ЗАДАЧА A: Выведите без изменений весь отрывок о прозе Конецкого, начиная с «(Пролежало неделю. Боялась» и вниз до «и Джеймс Болдуин.».

ФРАГМЕНТ ТЕКСТА:
* * * * * * *

Библиотека Виктора Конецкого

«Самое загадочное для менясущество - человек нечитающий»

13. "ПРИЯТНО ВСПОМНИТЬ"



Р. Орлова, Л. Копелев, Д. Стейнбек, Э. Колдуэлл

(Пролежало неделю. Боялась посылать.)…
Уважаемый Виктор Викторович! Я давно читала и любила Ваши книги. И вот наступил момент проявить свою любовь практически, что ли: порекомендовать Ваши произведения для американского издания. Если бы я просто писала Вам читательское письмо (часто это делала в мыслях), то оно, конечно, было бы иным. Здесь мне надо было убедить чужих, здесь, как и везде, есть свои «законы жанра». Тем не менее подумала, а вдруг и это для Вас будет интересно. Перепечатываю свой черновик (без начала, где анкетно-литературные данные).
«…Художественное дарование Конецкого с наибольшей силой воплощается в лирико-документальной прозе. Его смело можно поставить в один ряд с такими выдающимися американскими мастерами, как Норман Мейлер и Джеймс Болдуин.
О чем бы ни рассказывал Конецкий — о прозаической жизни судна или об экзотике южных морей, о ленинградской блокаде (в блокаде прошло его детство) или о поведении кинорежиссеров в море (когда я читала этот кусок — об этом я не писала американцам, — я громко смеялась), — во всем отражается авторское “я”; все случилось, произошло не где-то, с кем-то, не увидено со стороны, — все произошло с автором, с его участием, пропущено через его душу.

* * * * * * *

ЗАДАЧА B: Пожалуйста, подсчитайте строки записей ниже, в которых встречается слово «then», учитывая регистр. В ответе укажите только число.

* * * * * * *

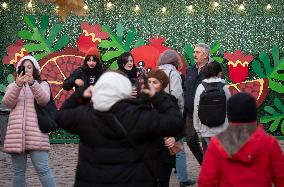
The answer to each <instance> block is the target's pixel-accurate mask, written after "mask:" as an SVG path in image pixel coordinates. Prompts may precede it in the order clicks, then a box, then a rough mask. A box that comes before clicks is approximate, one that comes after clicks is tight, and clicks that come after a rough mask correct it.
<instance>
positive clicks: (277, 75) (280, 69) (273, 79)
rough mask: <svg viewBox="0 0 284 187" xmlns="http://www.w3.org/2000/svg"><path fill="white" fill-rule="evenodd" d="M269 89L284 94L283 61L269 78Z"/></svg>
mask: <svg viewBox="0 0 284 187" xmlns="http://www.w3.org/2000/svg"><path fill="white" fill-rule="evenodd" d="M268 79H269V88H270V89H272V90H274V91H276V92H278V93H281V94H284V59H283V60H282V61H281V62H280V64H279V65H278V66H277V67H276V68H275V70H274V71H273V72H272V73H271V75H270V76H269V78H268Z"/></svg>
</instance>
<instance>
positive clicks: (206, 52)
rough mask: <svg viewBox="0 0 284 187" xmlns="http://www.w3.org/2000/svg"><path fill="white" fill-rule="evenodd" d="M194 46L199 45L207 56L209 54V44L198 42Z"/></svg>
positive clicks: (208, 54)
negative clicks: (202, 49)
mask: <svg viewBox="0 0 284 187" xmlns="http://www.w3.org/2000/svg"><path fill="white" fill-rule="evenodd" d="M195 47H201V48H202V49H203V51H204V52H205V53H207V54H208V56H209V52H210V46H209V45H207V44H205V43H198V44H196V45H195Z"/></svg>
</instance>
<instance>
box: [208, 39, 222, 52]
mask: <svg viewBox="0 0 284 187" xmlns="http://www.w3.org/2000/svg"><path fill="white" fill-rule="evenodd" d="M220 47H221V44H220V43H219V42H218V41H215V42H213V43H212V44H211V46H210V48H211V50H210V55H213V54H214V53H216V52H218V50H219V49H220Z"/></svg>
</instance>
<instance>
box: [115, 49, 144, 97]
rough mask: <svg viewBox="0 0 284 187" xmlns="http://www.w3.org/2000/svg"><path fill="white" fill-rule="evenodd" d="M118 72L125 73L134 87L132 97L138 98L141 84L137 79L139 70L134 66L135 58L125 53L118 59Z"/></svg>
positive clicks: (134, 65)
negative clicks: (137, 94) (122, 72)
mask: <svg viewBox="0 0 284 187" xmlns="http://www.w3.org/2000/svg"><path fill="white" fill-rule="evenodd" d="M117 65H118V70H120V71H122V72H124V73H125V74H126V75H127V77H128V78H129V80H130V82H131V85H132V94H131V96H132V97H137V92H139V91H140V83H139V79H138V77H137V68H136V66H135V64H134V58H133V56H132V54H131V53H128V52H125V53H123V54H122V55H120V56H119V57H118V58H117Z"/></svg>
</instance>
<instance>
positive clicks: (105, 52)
mask: <svg viewBox="0 0 284 187" xmlns="http://www.w3.org/2000/svg"><path fill="white" fill-rule="evenodd" d="M102 30H103V31H104V32H108V34H109V38H108V40H102V41H101V42H100V44H99V47H100V48H103V49H105V50H106V52H105V53H104V54H103V55H102V60H103V61H104V62H107V63H108V64H109V66H110V68H114V67H117V66H116V65H115V61H116V58H117V57H119V56H120V55H121V54H122V53H124V52H128V51H130V50H131V48H132V46H133V47H138V46H141V45H144V40H143V39H142V38H138V36H137V30H136V29H130V30H129V31H128V32H127V33H126V36H125V34H124V33H125V28H124V27H123V25H122V24H121V23H118V24H117V26H116V34H115V33H114V32H112V30H111V29H110V28H109V26H108V25H103V26H102ZM124 37H125V38H124ZM136 39H137V41H136Z"/></svg>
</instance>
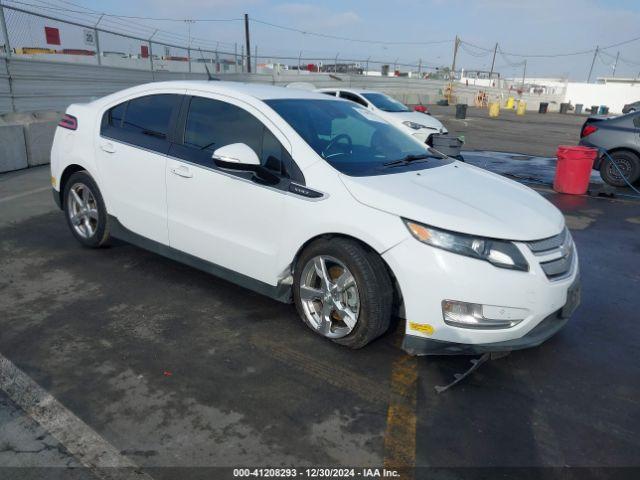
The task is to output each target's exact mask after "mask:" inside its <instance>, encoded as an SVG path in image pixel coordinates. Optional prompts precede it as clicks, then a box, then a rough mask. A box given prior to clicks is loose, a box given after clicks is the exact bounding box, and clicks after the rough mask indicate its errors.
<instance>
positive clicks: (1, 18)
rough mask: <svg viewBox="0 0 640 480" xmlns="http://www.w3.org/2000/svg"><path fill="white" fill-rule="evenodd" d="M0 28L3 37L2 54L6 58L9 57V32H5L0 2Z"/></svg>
mask: <svg viewBox="0 0 640 480" xmlns="http://www.w3.org/2000/svg"><path fill="white" fill-rule="evenodd" d="M0 28H2V36H3V37H4V54H5V56H6V57H7V58H9V57H10V56H11V45H10V44H9V30H7V21H6V20H5V18H4V5H3V4H2V2H0Z"/></svg>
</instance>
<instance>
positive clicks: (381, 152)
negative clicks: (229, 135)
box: [266, 99, 452, 176]
mask: <svg viewBox="0 0 640 480" xmlns="http://www.w3.org/2000/svg"><path fill="white" fill-rule="evenodd" d="M266 103H267V104H268V105H269V106H270V107H271V108H273V109H274V110H275V111H276V112H277V113H278V114H279V115H280V116H281V117H282V118H283V119H284V120H285V121H286V122H287V123H289V124H290V125H291V127H292V128H293V129H294V130H295V131H296V132H297V133H298V134H299V135H300V136H301V137H302V138H303V139H304V140H305V142H307V143H308V144H309V146H310V147H311V148H312V149H313V150H314V151H315V152H316V153H317V154H318V155H320V156H321V157H322V158H324V159H325V160H326V161H327V162H328V163H329V164H331V165H332V166H333V167H334V168H336V169H337V170H339V171H340V172H342V173H345V174H347V175H354V176H368V175H384V174H391V173H398V172H401V171H408V170H417V169H426V168H434V167H438V166H441V165H445V164H447V163H450V162H451V161H452V160H451V159H448V158H442V155H440V154H438V153H437V152H435V151H434V150H431V149H430V148H429V147H427V146H426V145H424V144H422V143H420V142H418V141H417V140H414V139H413V138H411V137H410V136H408V135H406V134H405V133H403V132H401V131H400V130H398V129H396V128H395V127H393V126H392V125H390V124H388V123H387V122H385V121H384V120H382V119H381V118H380V117H378V116H377V115H375V114H373V113H371V112H369V111H368V110H365V109H364V108H362V107H359V106H357V105H354V104H352V103H348V102H341V101H339V100H330V99H326V100H308V99H276V100H267V101H266Z"/></svg>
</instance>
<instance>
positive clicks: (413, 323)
mask: <svg viewBox="0 0 640 480" xmlns="http://www.w3.org/2000/svg"><path fill="white" fill-rule="evenodd" d="M409 328H410V329H411V330H415V331H416V332H420V333H424V334H425V335H433V333H434V332H435V331H436V329H435V328H433V327H432V326H431V325H429V324H428V323H415V322H409Z"/></svg>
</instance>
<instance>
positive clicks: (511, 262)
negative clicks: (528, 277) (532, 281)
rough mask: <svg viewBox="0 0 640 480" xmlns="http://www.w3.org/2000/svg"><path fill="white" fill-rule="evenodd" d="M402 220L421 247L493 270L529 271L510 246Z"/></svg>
mask: <svg viewBox="0 0 640 480" xmlns="http://www.w3.org/2000/svg"><path fill="white" fill-rule="evenodd" d="M403 220H404V223H405V225H406V226H407V228H408V229H409V231H410V232H411V234H412V235H413V236H414V237H415V238H416V239H417V240H419V241H421V242H422V243H426V244H427V245H431V246H432V247H436V248H442V249H443V250H448V251H450V252H453V253H458V254H460V255H466V256H467V257H471V258H477V259H478V260H485V261H487V262H489V263H492V264H493V265H495V266H496V267H500V268H508V269H511V270H522V271H525V272H526V271H528V270H529V264H528V263H527V260H526V259H525V258H524V256H523V255H522V253H520V250H518V247H516V246H515V244H514V243H513V242H509V241H505V240H494V239H492V238H484V237H474V236H473V235H466V234H464V233H454V232H448V231H446V230H440V229H438V228H433V227H428V226H426V225H422V224H421V223H416V222H412V221H411V220H405V219H403Z"/></svg>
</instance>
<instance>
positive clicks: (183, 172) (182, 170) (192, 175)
mask: <svg viewBox="0 0 640 480" xmlns="http://www.w3.org/2000/svg"><path fill="white" fill-rule="evenodd" d="M171 173H173V174H174V175H178V176H179V177H184V178H191V177H193V173H191V170H189V168H188V167H185V166H181V167H178V168H172V169H171Z"/></svg>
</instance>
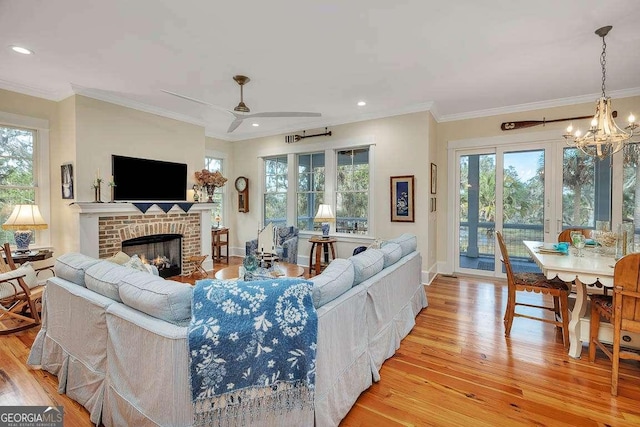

* * * * * * *

ПОЛЕ ОТВЕТА A:
(Пролежало неделю. Боялась посылать.)…
Уважаемый Виктор Викторович! Я давно читала и любила Ваши книги. И вот наступил момент проявить свою любовь практически, что ли: порекомендовать Ваши произведения для американского издания. Если бы я просто писала Вам читательское письмо (часто это делала в мыслях), то оно, конечно, было бы иным. Здесь мне надо было убедить чужих, здесь, как и везде, есть свои «законы жанра». Тем не менее подумала, а вдруг и это для Вас будет интересно. Перепечатываю свой черновик (без начала, где анкетно-литературные данные).
«…Художественное дарование Конецкого с наибольшей силой воплощается в лирико-документальной прозе. Его смело можно поставить в один ряд с такими выдающимися американскими мастерами, как Норман Мейлер и Джеймс Болдуин.

ПОЛЕ ОТВЕТА B: 2